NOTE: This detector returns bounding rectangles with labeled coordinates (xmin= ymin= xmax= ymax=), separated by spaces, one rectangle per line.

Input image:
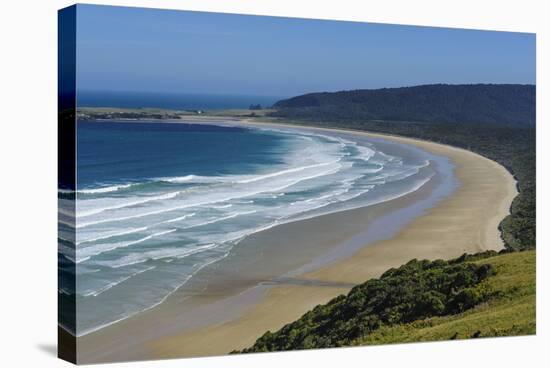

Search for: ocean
xmin=77 ymin=90 xmax=286 ymax=110
xmin=59 ymin=121 xmax=448 ymax=335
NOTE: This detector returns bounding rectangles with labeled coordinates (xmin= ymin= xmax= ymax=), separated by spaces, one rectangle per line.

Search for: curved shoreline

────

* Directive *
Rewrite the rows above with every "detector" changed to "locator" and nothing else altered. Leave the pictures out.

* Task solution *
NOTE: This locator returns bounding rectangles with labeled coordinates (xmin= ymin= xmax= ymax=), separated by spaces, one rectangle per line.

Input image:

Search for: ocean
xmin=77 ymin=90 xmax=286 ymax=110
xmin=59 ymin=121 xmax=448 ymax=335
NOTE: This locator returns bounding rectangles with labeled coordinates (xmin= ymin= xmax= ymax=), separated by spaces, one rectangle per line.

Search for: curved shoreline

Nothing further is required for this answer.